» **EXERCISE BRIEF**
Write out all of the records exactly once more and skip the images.

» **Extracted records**
++++++

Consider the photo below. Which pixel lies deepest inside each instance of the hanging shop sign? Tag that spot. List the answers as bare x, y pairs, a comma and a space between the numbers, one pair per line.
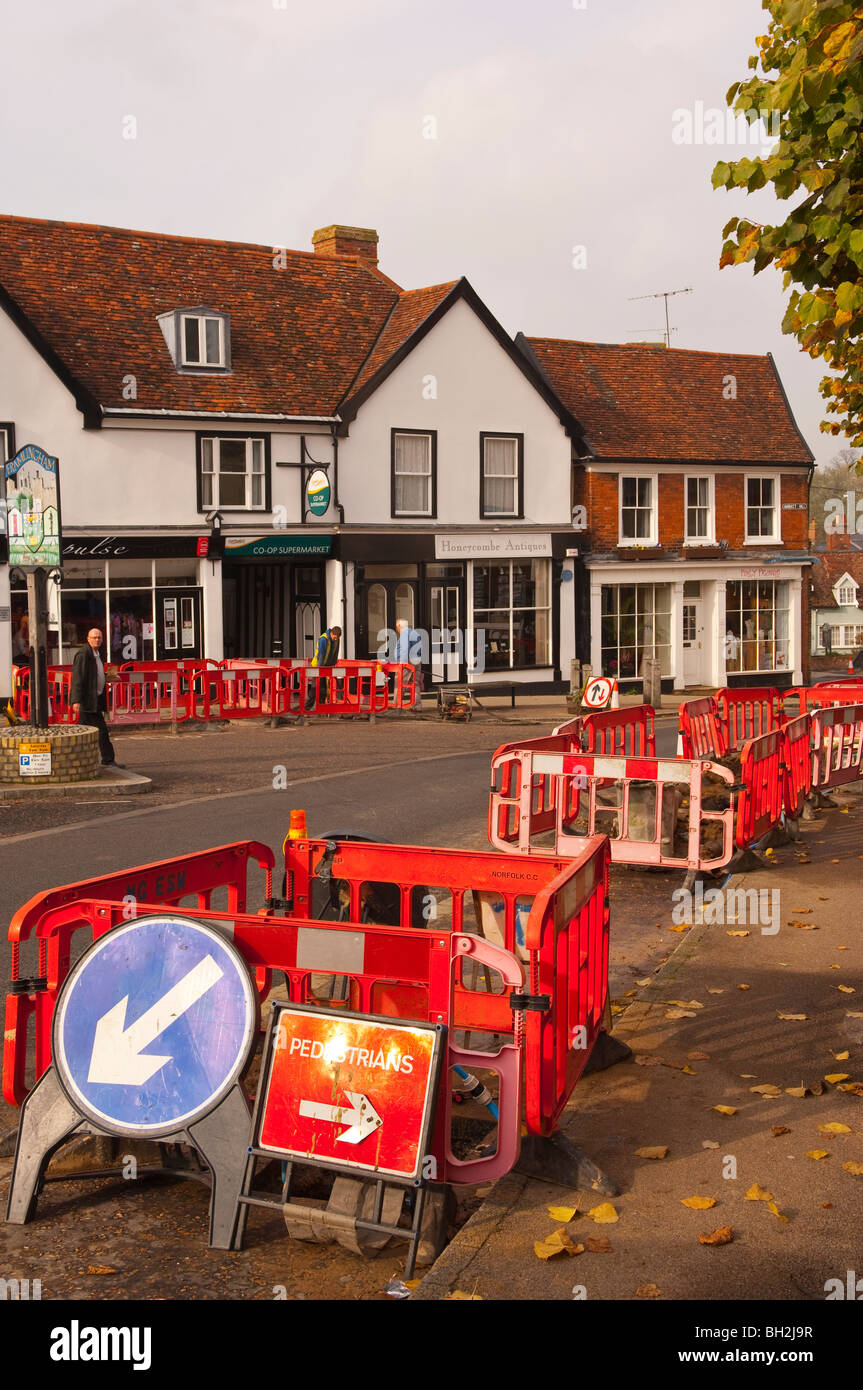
32, 509
317, 492
264, 546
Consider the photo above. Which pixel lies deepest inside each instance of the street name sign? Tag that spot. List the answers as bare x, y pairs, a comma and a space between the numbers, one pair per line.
154, 1025
350, 1090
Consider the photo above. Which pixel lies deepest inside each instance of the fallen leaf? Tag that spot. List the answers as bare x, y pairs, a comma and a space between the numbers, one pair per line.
758, 1194
603, 1215
557, 1243
723, 1236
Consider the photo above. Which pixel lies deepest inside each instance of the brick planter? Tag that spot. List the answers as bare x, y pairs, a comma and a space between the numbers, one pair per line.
74, 754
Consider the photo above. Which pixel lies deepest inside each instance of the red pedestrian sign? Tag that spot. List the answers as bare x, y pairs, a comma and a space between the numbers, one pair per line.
350, 1090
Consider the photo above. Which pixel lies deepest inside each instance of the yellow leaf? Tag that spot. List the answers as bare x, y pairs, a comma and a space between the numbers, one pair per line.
603, 1215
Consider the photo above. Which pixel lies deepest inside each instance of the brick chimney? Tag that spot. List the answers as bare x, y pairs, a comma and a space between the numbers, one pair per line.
355, 242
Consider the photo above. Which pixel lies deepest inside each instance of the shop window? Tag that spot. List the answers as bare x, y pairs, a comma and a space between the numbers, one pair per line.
512, 613
635, 623
502, 476
234, 473
756, 626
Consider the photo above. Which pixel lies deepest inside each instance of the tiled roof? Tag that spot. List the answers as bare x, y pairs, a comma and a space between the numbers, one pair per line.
300, 337
638, 401
828, 567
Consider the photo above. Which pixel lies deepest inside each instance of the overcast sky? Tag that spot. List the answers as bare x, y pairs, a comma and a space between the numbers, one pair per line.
261, 120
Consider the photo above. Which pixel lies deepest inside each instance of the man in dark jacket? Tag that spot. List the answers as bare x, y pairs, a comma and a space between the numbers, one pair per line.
88, 698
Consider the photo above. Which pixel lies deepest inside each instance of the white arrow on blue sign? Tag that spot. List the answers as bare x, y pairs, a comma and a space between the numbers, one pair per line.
153, 1025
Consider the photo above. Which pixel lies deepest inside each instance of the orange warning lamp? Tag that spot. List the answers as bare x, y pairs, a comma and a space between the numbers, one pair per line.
298, 827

++++++

» **RESULT OF THE EXERCISE**
Consider the photo below. Which pixel lies deepest inside each instance of the hanging shop sign? Tag that spot. List the answers as bare x, y pairs, a comma and a space between the numbers, one pair per line.
32, 509
317, 492
264, 546
Consider the photo above. Which pixel lies deepest inside each instance of the street name sign? Tag that spot. List the answers as bare x, y pairs, a comma and a space between the numbers, one pair per line.
154, 1025
350, 1090
Consider the photo above. Which pixel lies deepest inside each instance of the fallen leaf? Tag that spot. List the answers as bare x, y pairs, a comma and a space between the numbers, one pair per line.
758, 1194
603, 1215
557, 1243
723, 1236
Consider the photo above. Which pixel lies deepest inside each instance of the brick planter? Tag that spot. List the answers as bare x, y pairs, a comma and a space between the numbers, one pair per line.
74, 754
Consider the photo above. Which pixel lies deepest inside each instance of the red pedestrian sign? Tag that spot. List the answers as bare x, y pairs, a comma and a space between the numbers, one pair per line.
350, 1090
Consider the photo above. Which pixel lies deepest inside each instance of the yellow leaf? Tag that spot. List the answers as bare x, y pairs, a comma and a space between the numbers, one pair per line.
603, 1215
Consider the photo above. Which pixel lies deepest inside each instance of the brick chimney? Tag that spot. List the answers as bare x, y pairs, a comma and a space between the numbers, one pair per line.
355, 242
Consider the photo above. Which pixel lies deepest inside each instance of the shop window? Tag that spot. List the answers as bare x, y pairs, a comma and a space between the numbers, one pair per line.
512, 613
635, 623
502, 476
234, 473
756, 626
Consider the photo above. Which pixel lies deepest inside each instance of the tiled roof? Tag that spot. List the answers as bare x, y pairs, a comma and a space between the numbers, one pair per line.
300, 337
638, 401
828, 567
Consider the photo above. Which pixel lies deepest inside each instance of the overcast sky? Tag that spot. List the answers as bare x, y pairs, a comma and a space between the numbers, one pair per line.
261, 120
Consider the photo above. Which pixel lies deepest inside each instance of the man in dark jacket? Tag that spot. List the answers as bare x, y pairs, a comma and a space between the numbers, one pair per line.
88, 698
Consider the photo above. Which pixel lies deepest inside each instance of the white arrow on blue sign? Tag that spot. List the answers as bare x, y pairs, a comma and a space between the numbers, one pair per line.
153, 1025
Consider the photo above. Which pixel lies deepest inside each instance of the orange warning lamp? Tag that spot. List the answers as bare x, y pairs, a comma and a space between the numbers, one pair per line.
298, 827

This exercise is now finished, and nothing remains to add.